Instructions to follow: An exact transcription of all the entries below is required.

Raw data:

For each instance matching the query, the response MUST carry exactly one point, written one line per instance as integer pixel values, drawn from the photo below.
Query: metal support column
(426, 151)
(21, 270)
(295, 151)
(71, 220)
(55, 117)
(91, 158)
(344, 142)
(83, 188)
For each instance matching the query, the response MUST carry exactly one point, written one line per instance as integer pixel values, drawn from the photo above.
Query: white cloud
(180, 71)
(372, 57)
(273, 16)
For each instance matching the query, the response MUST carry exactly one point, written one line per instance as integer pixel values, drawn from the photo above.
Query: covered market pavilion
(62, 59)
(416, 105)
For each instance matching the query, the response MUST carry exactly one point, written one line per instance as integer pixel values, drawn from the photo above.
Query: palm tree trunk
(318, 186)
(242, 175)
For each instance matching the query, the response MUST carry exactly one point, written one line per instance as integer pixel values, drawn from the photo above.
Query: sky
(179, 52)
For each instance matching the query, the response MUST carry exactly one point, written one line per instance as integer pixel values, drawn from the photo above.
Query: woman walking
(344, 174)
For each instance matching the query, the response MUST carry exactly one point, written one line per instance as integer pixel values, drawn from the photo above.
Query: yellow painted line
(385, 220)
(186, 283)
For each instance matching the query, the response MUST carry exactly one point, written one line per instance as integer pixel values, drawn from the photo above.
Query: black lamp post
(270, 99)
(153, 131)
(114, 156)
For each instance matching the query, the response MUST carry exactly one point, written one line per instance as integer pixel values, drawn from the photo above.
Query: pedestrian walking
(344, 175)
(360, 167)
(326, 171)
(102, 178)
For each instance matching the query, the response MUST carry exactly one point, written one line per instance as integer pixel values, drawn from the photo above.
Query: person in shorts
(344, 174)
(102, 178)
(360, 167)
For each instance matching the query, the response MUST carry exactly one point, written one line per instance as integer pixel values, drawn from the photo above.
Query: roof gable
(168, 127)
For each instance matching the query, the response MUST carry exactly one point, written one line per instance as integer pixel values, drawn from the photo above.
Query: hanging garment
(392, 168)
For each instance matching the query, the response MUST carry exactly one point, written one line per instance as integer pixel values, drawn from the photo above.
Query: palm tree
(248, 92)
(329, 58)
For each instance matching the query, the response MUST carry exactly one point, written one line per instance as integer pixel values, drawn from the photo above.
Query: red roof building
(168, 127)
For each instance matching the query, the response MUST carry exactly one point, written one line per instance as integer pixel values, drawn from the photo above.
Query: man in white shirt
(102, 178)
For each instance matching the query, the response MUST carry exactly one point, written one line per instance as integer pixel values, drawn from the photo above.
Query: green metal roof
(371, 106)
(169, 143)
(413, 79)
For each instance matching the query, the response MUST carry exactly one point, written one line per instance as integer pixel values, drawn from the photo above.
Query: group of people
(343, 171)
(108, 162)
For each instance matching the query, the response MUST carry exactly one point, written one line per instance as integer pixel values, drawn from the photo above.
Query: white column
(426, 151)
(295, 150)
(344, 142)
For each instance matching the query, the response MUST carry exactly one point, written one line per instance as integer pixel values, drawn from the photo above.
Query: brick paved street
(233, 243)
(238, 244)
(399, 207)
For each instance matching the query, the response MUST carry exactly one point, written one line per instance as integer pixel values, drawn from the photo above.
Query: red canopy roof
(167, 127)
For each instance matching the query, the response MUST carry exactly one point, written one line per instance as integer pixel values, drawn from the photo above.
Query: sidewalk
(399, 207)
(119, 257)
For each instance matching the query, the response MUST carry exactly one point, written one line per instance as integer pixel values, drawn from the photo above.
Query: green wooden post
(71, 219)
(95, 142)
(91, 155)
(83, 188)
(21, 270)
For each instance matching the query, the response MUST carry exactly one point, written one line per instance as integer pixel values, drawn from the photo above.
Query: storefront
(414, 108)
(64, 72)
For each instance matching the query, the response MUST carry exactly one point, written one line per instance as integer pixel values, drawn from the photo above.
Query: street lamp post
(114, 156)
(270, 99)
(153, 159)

Result of the task:
For each instance matching the query, the response MUST carry exactly one point, written one line per instance as integer pixel values, drawn from the photo below.
Query: metal support column
(426, 151)
(21, 270)
(295, 151)
(71, 220)
(55, 117)
(91, 158)
(344, 142)
(83, 188)
For each instance matching the query, the response MUST carry exactly one point, written one line per instance as integer pixel values, drawn from the photo above.
Query: white cloud
(180, 71)
(372, 57)
(273, 16)
For each instance matching the query, the response MUST carry exactly one point, written one line per instance as integer pixel values, drawn from the photo above.
Query: covered market pavilion
(62, 59)
(416, 105)
For each instance matching the query, the response MUST carry exactly one point, written one line per instance as integer pixel values, drawn from the photo above.
Query: palm tree trunk
(318, 186)
(242, 175)
For each instance matching the query, the response MUST carry exactly one point, written one line per instance as integer pixel values, drawn from the photo above.
Query: sky
(179, 52)
For each instance matching the query, the response MUST carry exactly one point, written one line per instance as integer pixel values, drawn from the photo above.
Query: woman walking
(344, 174)
For each instance matching the query, the response MUST carry exactly one point, written one line per instance as integer pixel values, drawn from the photo above.
Query: yellow painted line
(385, 220)
(186, 283)
For each instance matching the query, the response MUST carry exactly one point, written one line per instance as integer pixel values, drawn from the photo above.
Query: black lamp post
(270, 99)
(153, 131)
(114, 156)
For each instance matching the query, the response MUST carry exactly one point, written one line per instance as integer pixel values, drawn from the photo above.
Query: pedestrian walking
(344, 175)
(360, 167)
(326, 171)
(102, 178)
For each instance matching the query, the response MUST carry exactly one point, written one line per instance as integer pixel values, drawn from the photo above.
Query: person in shorts
(344, 174)
(102, 178)
(360, 167)
For each instance matching the query, the response MUST carry exactly one point, written one line per instance as integer pixel values, drawn from the photo above.
Query: roof gable
(168, 127)
For each instance matching the query, the response MUST carry exactly one point, written one line per instance as integer pixel values, drawn from the photo above.
Query: hanging garment
(392, 168)
For each instance matching the query, the response MUST carry exactly one point, written one line per instance as integer pixel values, drawn from the photo above.
Query: palm tree
(248, 92)
(329, 58)
For each instance matching the query, the response MUST carry exactly one point, written one line per instance as integer pixel values, drawn from the photo above.
Query: red roof building
(168, 127)
For each instance matching the query, the response MUST carry exactly one point, written one line per instance as integer pixel values, drawn from the photo above.
Query: man in white shirt
(102, 178)
For each instance matching the query, the response MUST carry exactly one point, written one line per instance as integer pixel values, drawn from the photo above.
Query: green metal roof
(371, 106)
(169, 143)
(413, 79)
For each instance matching the query, the response MUST carry exactly one point, written one line per instance as integer pixel values, drawn from the photo above.
Query: group of people
(343, 171)
(108, 162)
For each instance matching the query, the response MUST carry exactly one point, written one line per instance as integer pixel values, drawn from the photo above.
Query: white column
(426, 151)
(295, 150)
(344, 142)
For each instance matching the query, the response MUST carry exactly one point, written one line per instance as integer pixel values, drawn from the photo above.
Query: brick paved street
(233, 243)
(238, 244)
(399, 207)
For each instance matching the query, the response MUST carry exactly one point, written one line per instance as integer pixel values, drawn from the photo above.
Query: red canopy roof
(167, 127)
For each instance matching the query, the response MUST carry exactly one point, written one line per instance as integer pixel values, drawn from the photo above.
Query: sidewalk
(399, 207)
(119, 257)
For each instance matching the query, the response MUST carry exactly one point, written one line per instance as integer pixel values, drawn from the photo above.
Query: green wooden post
(71, 219)
(95, 142)
(91, 155)
(83, 188)
(21, 270)
For each instance matching the query, the response MUST carry exactly one point, written one line per instance as integer pixel values, drawn from the photo above.
Query: storefront
(414, 108)
(64, 72)
For each instance matching the query, the response MUST carry exactly one point, written one line per instance as integer pixel values, drawn from the photo above.
Query: street lamp post
(114, 156)
(270, 99)
(153, 159)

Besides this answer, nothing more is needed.